=== Task to carry out ===
The response should consist of every record, reproduced exactly.

Records contained in a dataset:
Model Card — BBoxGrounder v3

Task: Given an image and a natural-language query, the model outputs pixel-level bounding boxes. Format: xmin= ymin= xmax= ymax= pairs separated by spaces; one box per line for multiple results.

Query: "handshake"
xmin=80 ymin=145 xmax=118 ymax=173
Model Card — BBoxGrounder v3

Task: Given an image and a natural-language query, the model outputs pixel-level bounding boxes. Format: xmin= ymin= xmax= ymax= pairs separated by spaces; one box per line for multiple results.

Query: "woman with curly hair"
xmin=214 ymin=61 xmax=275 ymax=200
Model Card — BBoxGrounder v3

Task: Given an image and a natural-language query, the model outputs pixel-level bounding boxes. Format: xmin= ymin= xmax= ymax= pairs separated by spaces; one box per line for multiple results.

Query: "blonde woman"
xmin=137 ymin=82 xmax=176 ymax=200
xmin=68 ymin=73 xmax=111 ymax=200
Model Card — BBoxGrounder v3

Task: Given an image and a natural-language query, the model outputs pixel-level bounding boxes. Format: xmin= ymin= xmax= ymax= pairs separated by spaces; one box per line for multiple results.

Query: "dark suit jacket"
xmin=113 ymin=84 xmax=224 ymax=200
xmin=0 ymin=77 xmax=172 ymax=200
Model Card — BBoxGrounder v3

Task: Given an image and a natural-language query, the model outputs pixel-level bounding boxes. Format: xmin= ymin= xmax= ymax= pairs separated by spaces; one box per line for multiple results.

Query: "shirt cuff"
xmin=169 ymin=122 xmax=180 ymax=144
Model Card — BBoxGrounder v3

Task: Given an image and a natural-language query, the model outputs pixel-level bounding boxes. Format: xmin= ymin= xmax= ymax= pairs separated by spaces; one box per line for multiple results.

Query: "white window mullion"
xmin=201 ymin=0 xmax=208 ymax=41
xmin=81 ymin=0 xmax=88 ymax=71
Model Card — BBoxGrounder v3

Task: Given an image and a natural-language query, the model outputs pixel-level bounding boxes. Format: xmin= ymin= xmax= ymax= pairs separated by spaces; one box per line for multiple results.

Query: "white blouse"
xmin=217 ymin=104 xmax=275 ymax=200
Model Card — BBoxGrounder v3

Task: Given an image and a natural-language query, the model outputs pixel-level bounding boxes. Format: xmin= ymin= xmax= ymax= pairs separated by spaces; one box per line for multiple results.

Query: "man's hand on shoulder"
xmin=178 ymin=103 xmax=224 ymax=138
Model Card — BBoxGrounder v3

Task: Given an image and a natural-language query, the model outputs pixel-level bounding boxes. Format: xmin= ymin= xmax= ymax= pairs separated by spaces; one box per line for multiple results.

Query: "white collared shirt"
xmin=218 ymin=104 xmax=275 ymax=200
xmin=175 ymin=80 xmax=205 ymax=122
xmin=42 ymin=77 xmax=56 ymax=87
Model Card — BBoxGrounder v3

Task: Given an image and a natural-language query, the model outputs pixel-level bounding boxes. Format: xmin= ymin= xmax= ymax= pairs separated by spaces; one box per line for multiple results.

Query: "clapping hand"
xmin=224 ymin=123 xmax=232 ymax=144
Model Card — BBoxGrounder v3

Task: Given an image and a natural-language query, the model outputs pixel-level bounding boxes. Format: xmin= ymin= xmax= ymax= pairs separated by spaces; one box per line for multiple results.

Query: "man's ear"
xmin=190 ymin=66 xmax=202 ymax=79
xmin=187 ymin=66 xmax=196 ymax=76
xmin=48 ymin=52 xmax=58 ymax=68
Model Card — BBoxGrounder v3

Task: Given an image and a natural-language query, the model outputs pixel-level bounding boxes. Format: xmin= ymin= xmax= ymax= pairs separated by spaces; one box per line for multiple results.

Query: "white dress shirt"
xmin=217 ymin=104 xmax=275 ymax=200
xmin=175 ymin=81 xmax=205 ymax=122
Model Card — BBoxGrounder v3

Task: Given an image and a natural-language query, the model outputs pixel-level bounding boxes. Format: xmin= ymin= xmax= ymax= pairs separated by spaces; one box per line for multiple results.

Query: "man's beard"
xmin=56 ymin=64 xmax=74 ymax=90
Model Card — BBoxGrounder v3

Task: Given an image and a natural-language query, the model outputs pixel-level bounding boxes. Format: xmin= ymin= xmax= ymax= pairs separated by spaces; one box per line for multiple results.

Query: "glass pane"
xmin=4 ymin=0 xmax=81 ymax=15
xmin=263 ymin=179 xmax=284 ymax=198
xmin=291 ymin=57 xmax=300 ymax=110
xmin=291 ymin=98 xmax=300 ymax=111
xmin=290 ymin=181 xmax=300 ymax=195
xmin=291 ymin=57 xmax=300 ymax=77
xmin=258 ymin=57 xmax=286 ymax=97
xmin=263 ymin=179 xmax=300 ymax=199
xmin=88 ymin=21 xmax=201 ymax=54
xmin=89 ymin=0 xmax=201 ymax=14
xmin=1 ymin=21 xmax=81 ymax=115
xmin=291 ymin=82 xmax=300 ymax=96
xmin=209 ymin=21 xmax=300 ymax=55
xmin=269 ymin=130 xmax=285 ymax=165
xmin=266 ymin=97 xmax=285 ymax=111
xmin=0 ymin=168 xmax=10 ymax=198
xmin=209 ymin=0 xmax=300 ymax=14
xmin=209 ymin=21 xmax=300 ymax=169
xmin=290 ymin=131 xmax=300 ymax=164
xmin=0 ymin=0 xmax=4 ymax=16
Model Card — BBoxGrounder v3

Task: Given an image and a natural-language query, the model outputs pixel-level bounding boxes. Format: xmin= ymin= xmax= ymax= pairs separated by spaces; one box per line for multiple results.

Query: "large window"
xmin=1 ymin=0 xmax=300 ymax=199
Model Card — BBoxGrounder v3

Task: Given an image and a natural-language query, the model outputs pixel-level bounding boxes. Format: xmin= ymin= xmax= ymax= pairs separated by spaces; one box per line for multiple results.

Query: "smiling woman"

=== Answer for the task ===
Model Card — BBoxGrounder v3

Task: Given an image and a natural-language query, the model outputs pixel-level bounding boxes. Format: xmin= ymin= xmax= ymax= pairs separated by spaces; one box per line for multiple results.

Query: "handshake"
xmin=80 ymin=145 xmax=118 ymax=173
Model Card — BBoxGrounder v3

Task: Given an image and a natural-language query, the model outputs pixel-level bounding boxes. Format: xmin= ymin= xmax= ymax= pairs separated by spaces; one box per line for multiple results.

Query: "woman with curly hair"
xmin=214 ymin=61 xmax=275 ymax=200
Model Card — BBoxGrounder v3

Task: Given an image and a natural-language query, the model outputs pixel-level bounding boxes. Format: xmin= ymin= xmax= ymax= pairs separated by spaces; one box per line for multiple results.

Query: "blonde woman"
xmin=137 ymin=82 xmax=176 ymax=200
xmin=68 ymin=73 xmax=111 ymax=200
Model Card — BBoxGrounder v3

Task: Given an image and a natural-language query, the model outputs pixel-level bounding boxes. Format: xmin= ymin= xmax= ymax= pairs separated by spaces; one box per line for multiple results.

Query: "dark suit jacket"
xmin=113 ymin=84 xmax=224 ymax=200
xmin=0 ymin=77 xmax=172 ymax=200
Model Card — BBoxGrounder v3

Task: Given an image and a natural-language query, the model outputs pixel-level bounding boxes. Format: xmin= ymin= xmax= ymax= pairs separated by spaces; one box per line for multiple results.

Query: "shirt cuff"
xmin=169 ymin=122 xmax=180 ymax=144
Model Card — BBoxGrounder v3

Task: Given an image and a natural-language query, the model outputs pixel-level bounding boxes. Format: xmin= ymin= xmax= ymax= pairs separated by spaces; one box per line for multiple results.

Query: "white window mullion"
xmin=201 ymin=0 xmax=208 ymax=41
xmin=81 ymin=0 xmax=88 ymax=71
Model Card — BBoxGrounder v3

Task: Given an image and a natural-language query, the model outputs pixel-level bounding boxes. Format: xmin= ymin= xmax= ymax= pairs separated by spaces; one box per line for multiple results.

Query: "white blouse"
xmin=217 ymin=104 xmax=275 ymax=200
Model Card — BBoxGrounder v3

Task: Given an image and a natural-language query, the model outputs pixel-level bounding boxes. Format: xmin= ymin= xmax= ymax= pairs separated by spaces; one box per line for multiple results.

Query: "man's hand on shoulder"
xmin=178 ymin=103 xmax=224 ymax=138
Model Card — BBoxGrounder v3

Task: Given an image and a natural-language query, the model outputs pixel-level bounding boxes. Format: xmin= ymin= xmax= ymax= pairs separated by spaces; one box per line for multiple results.

Query: "white collared shirt"
xmin=218 ymin=104 xmax=275 ymax=200
xmin=175 ymin=80 xmax=205 ymax=122
xmin=42 ymin=77 xmax=56 ymax=87
Model Card — BBoxGrounder v3

Task: Given an image and a natural-language query, the model outputs pixel-level bounding boxes. Format: xmin= ymin= xmax= ymax= pairs separated by spaces; one box per line for multiple results.

Query: "clapping hand"
xmin=224 ymin=123 xmax=232 ymax=144
Model Card — BBoxGrounder v3

Task: Given an image and a natural-language query, the model outputs pixel-level bounding boxes. Format: xmin= ymin= xmax= ymax= pairs separated by spaces; one box per line for multiple results.

Query: "man's ear"
xmin=190 ymin=66 xmax=202 ymax=79
xmin=187 ymin=66 xmax=196 ymax=76
xmin=48 ymin=52 xmax=58 ymax=68
Model Card — BBoxGrounder v3

Task: Given an image and a natural-language query, the model outputs pixel-level bounding boxes. Format: xmin= ymin= xmax= ymax= pairs separated by spaces; one box per line for multiple results.

Query: "white dress shirt"
xmin=217 ymin=104 xmax=275 ymax=200
xmin=175 ymin=81 xmax=205 ymax=122
Model Card — BBoxGrounder v3

Task: Given an image and a natural-language query, the model outputs pixel-level bounding boxes. Format: xmin= ymin= xmax= ymax= pairs separated by spaces; one box per line for multiple results.

Query: "man's beard"
xmin=56 ymin=64 xmax=74 ymax=90
Model Card — BBoxGrounder v3

Task: Given an image and a natural-language query, the model outputs pixel-level bounding boxes. Format: xmin= ymin= xmax= ymax= pairs separated by spaces; one box per line for multiple results.

Query: "glass pane"
xmin=4 ymin=0 xmax=81 ymax=15
xmin=263 ymin=179 xmax=284 ymax=198
xmin=291 ymin=57 xmax=300 ymax=110
xmin=291 ymin=98 xmax=300 ymax=111
xmin=290 ymin=181 xmax=300 ymax=195
xmin=291 ymin=57 xmax=300 ymax=77
xmin=258 ymin=57 xmax=286 ymax=97
xmin=263 ymin=179 xmax=300 ymax=199
xmin=88 ymin=21 xmax=201 ymax=54
xmin=89 ymin=0 xmax=201 ymax=14
xmin=1 ymin=21 xmax=81 ymax=115
xmin=291 ymin=82 xmax=300 ymax=96
xmin=209 ymin=21 xmax=300 ymax=55
xmin=269 ymin=130 xmax=285 ymax=165
xmin=266 ymin=97 xmax=285 ymax=111
xmin=0 ymin=168 xmax=10 ymax=198
xmin=209 ymin=0 xmax=300 ymax=14
xmin=209 ymin=21 xmax=300 ymax=169
xmin=290 ymin=131 xmax=300 ymax=164
xmin=0 ymin=0 xmax=4 ymax=16
Model Card — BBoxGrounder v3

Task: Given an image and a natural-language query, the model outputs pixel-level bounding boxes. Format: xmin= ymin= xmax= ymax= pairs separated by spaces; one box per line for multiple results.

Query: "large window"
xmin=1 ymin=0 xmax=300 ymax=199
Model Card — BBoxGrounder v3

Task: Given an image and a natural-language query, the model outputs pixel-level bounding boxes. Format: xmin= ymin= xmax= ymax= pairs separated by spaces; one box per line for multiple results.

Query: "smiling woman"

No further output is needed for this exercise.